* **Teks Bacaan**:
/---

Karma Pariwisata: Ketika Bali Dikepung Bisnis Asing dan Rakyat Tersisih
Pulau Dewata yang selama ini dikenal sebagai surga wisata dunia, kini tengah menghadapi ironi yang menyakitkan. Di balik gemerlap resor mewah, beach club bertaraf internasional, dan restoran elit nan Instagramable, tersembunyi kenyataan pahit: masyarakat lokal kian tersisih dari tanahnya sendiri.
Gelombang investasi asing yang terus berdatangan tak hanya mengubah lanskap alam Bali, tapi juga mulai menggoyang akar budaya, ekonomi, bahkan identitas lokal. Inilah yang oleh sebagian warga disebut sebagai “karma pariwisata” – balasan dari pembangunan yang terlalu mengejar profit, namun abai terhadap keberlanjutan dan kesejahteraan rakyatnya.
Serbuan Bisnis Asing di Tanah Leluhur
Dalam dua dekade terakhir, banyak wilayah strategis di Bali — seperti Canggu, Uluwatu, hingga Nusa Penida — telah berubah wajah. Tanah-tanah adat dijual, disengketakan, atau dijadikan komoditas investasi oleh pihak luar. Tak sedikit di antaranya yang kini dikuasai investor asing melalui skema sewa jangka panjang atau peminjaman nama (nominee) — praktik yang kerap disalahgunakan untuk mengakali hukum kepemilikan tanah.

\---

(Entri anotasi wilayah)
/---

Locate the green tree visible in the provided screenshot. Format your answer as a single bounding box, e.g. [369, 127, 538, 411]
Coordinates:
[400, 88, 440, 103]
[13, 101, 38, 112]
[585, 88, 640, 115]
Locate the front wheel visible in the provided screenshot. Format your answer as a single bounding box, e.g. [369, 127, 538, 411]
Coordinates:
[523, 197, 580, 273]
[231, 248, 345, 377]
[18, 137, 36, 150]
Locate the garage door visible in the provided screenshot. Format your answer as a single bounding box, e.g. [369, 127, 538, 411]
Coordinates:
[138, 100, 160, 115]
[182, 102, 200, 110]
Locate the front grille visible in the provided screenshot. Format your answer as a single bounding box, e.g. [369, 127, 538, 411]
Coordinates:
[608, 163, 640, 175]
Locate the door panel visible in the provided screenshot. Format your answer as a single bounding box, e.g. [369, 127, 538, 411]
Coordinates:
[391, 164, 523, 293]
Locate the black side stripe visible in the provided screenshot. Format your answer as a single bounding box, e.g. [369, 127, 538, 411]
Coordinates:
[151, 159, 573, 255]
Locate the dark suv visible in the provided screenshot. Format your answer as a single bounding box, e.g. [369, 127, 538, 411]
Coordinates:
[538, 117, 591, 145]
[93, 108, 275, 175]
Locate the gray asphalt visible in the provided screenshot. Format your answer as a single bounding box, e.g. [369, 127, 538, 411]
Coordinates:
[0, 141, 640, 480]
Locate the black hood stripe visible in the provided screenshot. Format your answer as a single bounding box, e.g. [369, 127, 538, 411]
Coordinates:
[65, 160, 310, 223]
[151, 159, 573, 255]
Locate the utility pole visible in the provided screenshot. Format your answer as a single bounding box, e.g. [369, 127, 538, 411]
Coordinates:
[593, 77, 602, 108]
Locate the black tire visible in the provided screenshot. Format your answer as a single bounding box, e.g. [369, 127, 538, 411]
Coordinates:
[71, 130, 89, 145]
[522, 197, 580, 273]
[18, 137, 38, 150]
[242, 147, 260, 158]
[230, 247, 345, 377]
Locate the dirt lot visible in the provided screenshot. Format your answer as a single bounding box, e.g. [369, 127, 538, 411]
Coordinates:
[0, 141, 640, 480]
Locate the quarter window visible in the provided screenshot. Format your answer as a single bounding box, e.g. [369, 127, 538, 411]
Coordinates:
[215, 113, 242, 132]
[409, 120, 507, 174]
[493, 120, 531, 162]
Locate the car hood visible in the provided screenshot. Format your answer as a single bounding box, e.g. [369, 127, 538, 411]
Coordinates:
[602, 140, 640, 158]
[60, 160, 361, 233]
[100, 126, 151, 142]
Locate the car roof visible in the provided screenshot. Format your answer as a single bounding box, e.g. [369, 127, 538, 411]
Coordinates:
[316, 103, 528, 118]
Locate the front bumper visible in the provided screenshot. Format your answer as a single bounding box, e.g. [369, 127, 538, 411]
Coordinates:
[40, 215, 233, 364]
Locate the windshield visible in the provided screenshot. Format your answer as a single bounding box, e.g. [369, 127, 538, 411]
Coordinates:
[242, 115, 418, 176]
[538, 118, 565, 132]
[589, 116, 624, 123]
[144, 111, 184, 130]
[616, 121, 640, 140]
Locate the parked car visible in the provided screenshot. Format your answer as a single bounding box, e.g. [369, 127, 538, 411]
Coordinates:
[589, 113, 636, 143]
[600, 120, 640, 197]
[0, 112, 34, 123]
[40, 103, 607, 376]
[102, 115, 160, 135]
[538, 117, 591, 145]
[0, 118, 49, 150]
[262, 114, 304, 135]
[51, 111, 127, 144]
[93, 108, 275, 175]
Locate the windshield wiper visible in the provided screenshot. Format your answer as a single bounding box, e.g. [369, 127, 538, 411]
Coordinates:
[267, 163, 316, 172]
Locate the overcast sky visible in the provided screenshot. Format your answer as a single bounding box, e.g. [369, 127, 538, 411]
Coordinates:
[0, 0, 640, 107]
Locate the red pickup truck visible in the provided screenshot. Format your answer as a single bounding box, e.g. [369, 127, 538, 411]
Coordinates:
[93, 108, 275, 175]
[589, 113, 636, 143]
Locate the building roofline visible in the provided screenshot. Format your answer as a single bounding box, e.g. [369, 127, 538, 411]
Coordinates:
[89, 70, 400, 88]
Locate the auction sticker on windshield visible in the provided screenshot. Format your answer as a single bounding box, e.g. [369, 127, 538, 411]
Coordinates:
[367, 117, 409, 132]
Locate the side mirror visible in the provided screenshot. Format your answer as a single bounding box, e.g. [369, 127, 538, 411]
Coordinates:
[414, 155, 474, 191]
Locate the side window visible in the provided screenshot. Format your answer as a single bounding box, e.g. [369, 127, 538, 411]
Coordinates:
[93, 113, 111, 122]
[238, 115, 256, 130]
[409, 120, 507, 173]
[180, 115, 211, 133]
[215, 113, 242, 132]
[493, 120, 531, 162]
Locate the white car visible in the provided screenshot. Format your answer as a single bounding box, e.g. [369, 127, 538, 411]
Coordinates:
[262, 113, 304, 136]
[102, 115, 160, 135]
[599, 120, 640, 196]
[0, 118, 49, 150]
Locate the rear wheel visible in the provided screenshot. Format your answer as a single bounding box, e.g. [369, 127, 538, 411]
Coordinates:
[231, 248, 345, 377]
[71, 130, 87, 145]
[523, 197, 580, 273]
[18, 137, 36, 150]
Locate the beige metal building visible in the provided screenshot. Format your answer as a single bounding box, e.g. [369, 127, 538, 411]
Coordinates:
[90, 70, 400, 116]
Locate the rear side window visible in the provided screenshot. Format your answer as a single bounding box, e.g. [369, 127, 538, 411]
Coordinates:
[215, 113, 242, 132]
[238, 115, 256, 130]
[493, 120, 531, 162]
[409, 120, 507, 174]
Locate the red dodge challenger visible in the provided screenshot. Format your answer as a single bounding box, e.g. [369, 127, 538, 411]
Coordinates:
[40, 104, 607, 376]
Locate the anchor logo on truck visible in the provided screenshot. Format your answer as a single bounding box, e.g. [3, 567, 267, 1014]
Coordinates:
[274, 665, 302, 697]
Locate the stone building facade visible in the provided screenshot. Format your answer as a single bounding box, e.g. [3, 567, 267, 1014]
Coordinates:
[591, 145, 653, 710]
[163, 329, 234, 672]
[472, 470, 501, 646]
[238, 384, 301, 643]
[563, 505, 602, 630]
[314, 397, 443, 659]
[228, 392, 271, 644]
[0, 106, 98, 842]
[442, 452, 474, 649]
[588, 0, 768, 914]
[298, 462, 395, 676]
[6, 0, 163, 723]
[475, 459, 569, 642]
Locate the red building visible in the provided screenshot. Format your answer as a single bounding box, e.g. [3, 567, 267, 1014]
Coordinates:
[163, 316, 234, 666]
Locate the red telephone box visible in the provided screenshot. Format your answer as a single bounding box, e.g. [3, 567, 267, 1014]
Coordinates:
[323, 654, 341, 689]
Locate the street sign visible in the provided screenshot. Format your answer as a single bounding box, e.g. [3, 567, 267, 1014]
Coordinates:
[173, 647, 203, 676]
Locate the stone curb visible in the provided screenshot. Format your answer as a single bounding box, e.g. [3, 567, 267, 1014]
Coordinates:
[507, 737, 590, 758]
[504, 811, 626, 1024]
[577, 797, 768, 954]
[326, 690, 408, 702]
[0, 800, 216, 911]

\---
/---

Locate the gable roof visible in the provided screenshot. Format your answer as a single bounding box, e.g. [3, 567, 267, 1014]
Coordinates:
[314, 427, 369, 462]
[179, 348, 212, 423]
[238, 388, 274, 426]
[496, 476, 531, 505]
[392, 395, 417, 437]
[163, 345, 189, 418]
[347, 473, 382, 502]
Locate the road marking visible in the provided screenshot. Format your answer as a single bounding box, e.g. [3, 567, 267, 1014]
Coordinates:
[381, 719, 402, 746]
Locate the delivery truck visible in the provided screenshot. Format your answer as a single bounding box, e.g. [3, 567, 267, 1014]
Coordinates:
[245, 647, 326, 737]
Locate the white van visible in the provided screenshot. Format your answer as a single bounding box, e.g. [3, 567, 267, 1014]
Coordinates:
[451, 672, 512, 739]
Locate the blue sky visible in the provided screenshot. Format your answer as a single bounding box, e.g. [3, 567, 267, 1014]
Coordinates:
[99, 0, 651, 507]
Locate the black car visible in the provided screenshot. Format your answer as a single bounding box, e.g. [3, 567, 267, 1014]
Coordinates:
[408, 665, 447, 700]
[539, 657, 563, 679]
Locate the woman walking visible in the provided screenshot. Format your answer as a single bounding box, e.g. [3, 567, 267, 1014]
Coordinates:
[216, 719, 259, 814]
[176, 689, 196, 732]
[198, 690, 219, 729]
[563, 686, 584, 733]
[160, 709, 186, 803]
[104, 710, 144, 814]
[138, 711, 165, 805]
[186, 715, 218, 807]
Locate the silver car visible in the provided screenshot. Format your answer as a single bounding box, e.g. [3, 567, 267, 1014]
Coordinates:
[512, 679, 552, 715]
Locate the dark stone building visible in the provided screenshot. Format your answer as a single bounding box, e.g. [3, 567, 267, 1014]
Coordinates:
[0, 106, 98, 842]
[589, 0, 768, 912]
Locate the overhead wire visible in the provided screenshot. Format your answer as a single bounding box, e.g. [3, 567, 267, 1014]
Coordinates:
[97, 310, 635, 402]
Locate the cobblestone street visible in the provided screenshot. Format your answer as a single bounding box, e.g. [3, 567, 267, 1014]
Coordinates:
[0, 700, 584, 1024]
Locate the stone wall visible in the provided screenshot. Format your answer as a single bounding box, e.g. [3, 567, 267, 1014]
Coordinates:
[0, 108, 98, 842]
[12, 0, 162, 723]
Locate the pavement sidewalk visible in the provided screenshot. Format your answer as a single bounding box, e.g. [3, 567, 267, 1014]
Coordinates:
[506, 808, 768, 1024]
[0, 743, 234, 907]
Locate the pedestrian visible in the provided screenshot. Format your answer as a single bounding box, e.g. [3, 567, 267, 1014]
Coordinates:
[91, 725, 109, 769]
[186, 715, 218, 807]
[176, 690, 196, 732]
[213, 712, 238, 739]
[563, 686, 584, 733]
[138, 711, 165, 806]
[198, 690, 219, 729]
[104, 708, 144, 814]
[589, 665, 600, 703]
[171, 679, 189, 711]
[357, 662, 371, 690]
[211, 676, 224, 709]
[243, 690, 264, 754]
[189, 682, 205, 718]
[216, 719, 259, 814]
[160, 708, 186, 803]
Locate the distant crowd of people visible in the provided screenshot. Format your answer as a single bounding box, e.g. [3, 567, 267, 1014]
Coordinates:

\---

* **Tugas Latihan**:
A: Tentukan apakah setiap pernyataan berikut sesuai dengan teks bacaan tentang pariwisata Bali, lalu jawab ya atau tidak disertai kutipan persis dari teks yang menjadi dasarnya: (i) Canggu, Uluwatu, dan Nusa Penida disebut sebagai wilayah yang berubah wajah dalam dua dekade terakhir. (ii) Seluruh warga Bali menyebut fenomena ini sebagai karma pariwisata. (iii) Investor asing menguasai tanah di Bali melalui pembelian hak milik secara langsung.
B: Lanjutkan teks bacaan tentang pariwisata Bali, dimulai setelah kalimat terakhirnya.
Butir-butir tersebut merupakan bahan yang terpisah dari teks bacaan.

* **Jawaban Tertulis**:
A:
(i) Ya: "Dalam dua dekade terakhir, banyak wilayah strategis di Bali — seperti Canggu, Uluwatu, hingga Nusa Penida — telah berubah wajah."
(ii) Tidak: "oleh sebagian warga disebut sebagai"
(iii) Tidak: "melalui skema sewa jangka panjang atau peminjaman nama (nominee)"

B:
“Dulu saya bisa lihat sawah dari rumah. Sekarang yang terlihat cuma vila-vila asing dan pagar beton tinggi,” ujar I Ketut S., warga lokal di Badung yang lahannya terjepit antara dua properti milik ekspatriat.
Yang lebih mengkhawatirkan, banyak bisnis asing di Bali berjalan tanpa kontribusi nyata terhadap ekonomi lokal. Sebagian besar keuntungan dibawa ke luar negeri, sementara masyarakat sekitar hanya mendapat peran sebagai pekerja rendahan, atau bahkan tersingkir dari kompetisi ekonomi.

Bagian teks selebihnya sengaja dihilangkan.